Preston to Northwich (split ticketing at Mouldsworth)

Preston-Crewe cancelled so I got an earlier train. The earlier train I got Preston-Crewe was meant to go fast from Warrington but they put Crewe on as an extra stop due to the cancelled train. The earlier train was about 20 mins late so roughly the same time as my original train anyway. Made my connection perfectly ok.
Crewe-Chester slightly late but still 5 mins before my original connection.
Chester-Northwich cancelled, next one an hour later.

Northern denied it, said it was Avanti's fault.

Just one spat out of the random excuse generator. Hopefully you’ll appeal, most people caught up in the same disruption won’t have claimed in the first place, and most that did and have been similarly rejected will not bother to appeal.

A couple of years ago we had disruption on a journey from Edinburgh to Manchester. I can’t remember the exact details but my TPE train was cancelled on a Sunday afternoon (having been shown as delayed until 20 mins after departure).
I seem to remember being advised to buy a new ticket for another service (West Coast(?) and then change). From memory it was bought from the East Coast ran ticket desks. The train manager advised this wasn’t necessary having bought the ticket already (that train was subsequently delayed too).
++++++
● Problem 1: Output the part of the train journey post starting with "Preston to Northwich" and going on through "bother to appeal.", word for word.
● Problem 2: From the entries, return unchanged the lines starting with the line with "Scouting pass: put a marker on the rabbit statue ear, one" and going on through the line with "[(56, 149)]", both included.
The train journey post and the entries are unrelated material.
++++++
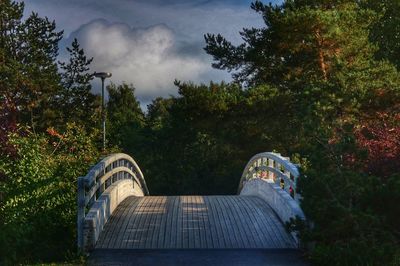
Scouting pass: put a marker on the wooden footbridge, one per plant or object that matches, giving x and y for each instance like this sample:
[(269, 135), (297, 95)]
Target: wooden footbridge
[(119, 223)]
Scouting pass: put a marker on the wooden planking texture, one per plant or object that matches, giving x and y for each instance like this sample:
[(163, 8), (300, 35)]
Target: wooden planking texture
[(195, 222)]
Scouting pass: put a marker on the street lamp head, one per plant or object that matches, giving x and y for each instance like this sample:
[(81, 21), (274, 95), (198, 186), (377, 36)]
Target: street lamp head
[(102, 75)]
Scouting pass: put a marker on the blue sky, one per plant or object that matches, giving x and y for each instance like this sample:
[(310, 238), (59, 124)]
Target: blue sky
[(149, 43)]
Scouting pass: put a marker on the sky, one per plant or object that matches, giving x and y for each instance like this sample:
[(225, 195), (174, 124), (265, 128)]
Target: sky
[(148, 43)]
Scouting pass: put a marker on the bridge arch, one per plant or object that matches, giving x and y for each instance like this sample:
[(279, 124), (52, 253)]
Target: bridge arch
[(107, 184), (273, 178)]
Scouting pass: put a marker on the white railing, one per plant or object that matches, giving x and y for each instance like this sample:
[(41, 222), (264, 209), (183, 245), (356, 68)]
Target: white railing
[(108, 171), (273, 167)]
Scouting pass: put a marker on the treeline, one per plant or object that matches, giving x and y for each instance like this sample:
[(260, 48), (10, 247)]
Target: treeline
[(319, 82)]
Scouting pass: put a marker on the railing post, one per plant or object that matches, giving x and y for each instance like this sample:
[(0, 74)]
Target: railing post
[(271, 174), (81, 212)]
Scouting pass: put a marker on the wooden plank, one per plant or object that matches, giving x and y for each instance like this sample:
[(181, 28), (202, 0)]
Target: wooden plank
[(195, 222), (114, 226), (142, 223), (245, 222), (122, 239), (213, 235), (175, 221), (180, 223), (156, 212), (132, 229), (166, 226), (162, 214), (278, 229), (263, 209), (264, 231), (150, 225), (252, 223), (105, 234), (226, 226), (221, 239), (203, 230), (238, 227)]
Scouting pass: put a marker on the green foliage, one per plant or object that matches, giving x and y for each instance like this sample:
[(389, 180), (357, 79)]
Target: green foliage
[(38, 207), (76, 96), (124, 116), (28, 70)]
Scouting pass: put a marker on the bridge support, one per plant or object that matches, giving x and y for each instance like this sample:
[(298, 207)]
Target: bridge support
[(107, 184), (273, 178)]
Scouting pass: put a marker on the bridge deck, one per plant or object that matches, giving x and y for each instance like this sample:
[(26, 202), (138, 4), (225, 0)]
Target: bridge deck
[(182, 222)]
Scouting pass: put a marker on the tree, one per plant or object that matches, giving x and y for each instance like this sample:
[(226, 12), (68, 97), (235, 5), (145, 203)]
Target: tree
[(302, 40), (386, 31), (314, 62), (29, 78), (125, 117), (76, 96)]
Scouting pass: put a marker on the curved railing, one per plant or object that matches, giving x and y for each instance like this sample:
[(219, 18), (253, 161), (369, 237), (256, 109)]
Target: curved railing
[(274, 167), (273, 178), (110, 171)]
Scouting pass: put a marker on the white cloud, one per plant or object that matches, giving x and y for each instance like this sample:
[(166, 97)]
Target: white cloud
[(149, 58)]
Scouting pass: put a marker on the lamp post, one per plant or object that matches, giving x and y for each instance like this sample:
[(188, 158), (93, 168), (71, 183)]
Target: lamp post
[(103, 76)]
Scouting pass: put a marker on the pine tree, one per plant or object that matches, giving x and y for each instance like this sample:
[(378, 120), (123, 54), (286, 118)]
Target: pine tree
[(125, 117), (77, 102), (29, 75)]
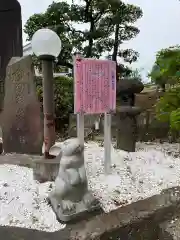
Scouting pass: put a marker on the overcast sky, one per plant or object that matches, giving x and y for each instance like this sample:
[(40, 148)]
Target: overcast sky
[(159, 26)]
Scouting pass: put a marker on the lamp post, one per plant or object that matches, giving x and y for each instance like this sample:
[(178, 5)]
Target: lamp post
[(46, 45)]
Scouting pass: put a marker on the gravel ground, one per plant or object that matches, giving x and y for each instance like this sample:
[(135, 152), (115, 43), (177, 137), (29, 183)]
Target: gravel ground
[(135, 176)]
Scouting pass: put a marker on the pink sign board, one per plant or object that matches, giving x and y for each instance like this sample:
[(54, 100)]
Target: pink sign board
[(95, 86)]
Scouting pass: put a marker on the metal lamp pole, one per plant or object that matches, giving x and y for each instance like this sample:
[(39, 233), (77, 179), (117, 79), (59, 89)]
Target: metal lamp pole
[(48, 104), (46, 45)]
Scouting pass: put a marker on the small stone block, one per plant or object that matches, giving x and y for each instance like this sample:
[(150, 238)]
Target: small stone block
[(80, 210)]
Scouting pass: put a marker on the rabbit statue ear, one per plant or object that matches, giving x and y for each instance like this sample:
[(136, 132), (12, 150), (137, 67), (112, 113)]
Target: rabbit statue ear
[(56, 149)]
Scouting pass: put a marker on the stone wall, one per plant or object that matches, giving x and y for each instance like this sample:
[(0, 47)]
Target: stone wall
[(148, 219)]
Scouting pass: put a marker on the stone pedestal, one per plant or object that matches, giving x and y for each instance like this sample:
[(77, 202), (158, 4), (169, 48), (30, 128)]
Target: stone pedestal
[(71, 199), (127, 113), (20, 119), (127, 128)]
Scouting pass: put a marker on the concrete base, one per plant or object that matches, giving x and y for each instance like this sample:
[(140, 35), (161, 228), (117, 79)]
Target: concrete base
[(80, 212)]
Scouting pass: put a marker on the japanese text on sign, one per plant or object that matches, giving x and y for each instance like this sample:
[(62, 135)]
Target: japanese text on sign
[(95, 86)]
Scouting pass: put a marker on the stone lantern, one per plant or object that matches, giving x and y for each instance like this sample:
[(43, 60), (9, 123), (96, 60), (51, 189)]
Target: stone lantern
[(127, 113)]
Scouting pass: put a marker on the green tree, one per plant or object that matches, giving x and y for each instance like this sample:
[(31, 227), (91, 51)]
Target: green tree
[(166, 68), (108, 24)]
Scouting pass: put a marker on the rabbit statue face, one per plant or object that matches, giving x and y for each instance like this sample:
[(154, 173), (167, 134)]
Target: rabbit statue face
[(71, 194)]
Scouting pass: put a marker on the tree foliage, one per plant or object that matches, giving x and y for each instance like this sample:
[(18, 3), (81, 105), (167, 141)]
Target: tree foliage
[(166, 68), (167, 108), (91, 27)]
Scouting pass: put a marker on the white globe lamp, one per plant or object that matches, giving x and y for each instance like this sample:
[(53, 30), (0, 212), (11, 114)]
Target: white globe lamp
[(46, 42), (46, 45)]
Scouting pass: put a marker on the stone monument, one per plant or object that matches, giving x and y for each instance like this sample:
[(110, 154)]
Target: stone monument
[(21, 121), (127, 113), (71, 198), (11, 33)]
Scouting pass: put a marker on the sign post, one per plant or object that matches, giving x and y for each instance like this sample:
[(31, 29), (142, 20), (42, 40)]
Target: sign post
[(95, 93)]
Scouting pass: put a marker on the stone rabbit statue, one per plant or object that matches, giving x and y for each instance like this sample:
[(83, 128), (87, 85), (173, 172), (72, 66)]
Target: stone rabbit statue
++++++
● Full response 1:
Preston to Northwich (split ticketing at Mouldsworth)

Preston-Crewe cancelled so I got an earlier train. The earlier train I got Preston-Crewe was meant to go fast from Warrington but they put Crewe on as an extra stop due to the cancelled train. The earlier train was about 20 mins late so roughly the same time as my original train anyway. Made my connection perfectly ok.
Crewe-Chester slightly late but still 5 mins before my original connection.
Chester-Northwich cancelled, next one an hour later.

Northern denied it, said it was Avanti's fault.

Just one spat out of the random excuse generator. Hopefully you’ll appeal, most people caught up in the same disruption won’t have claimed in the first place, and most that did and have been similarly rejected will not bother to appeal.

● Full response 2:
Scouting pass: put a marker on the rabbit statue ear, one per plant or object that matches, giving x and y for each instance like this sample:
[(136, 132), (12, 150), (137, 67), (112, 113)]
Target: rabbit statue ear
[(56, 149)]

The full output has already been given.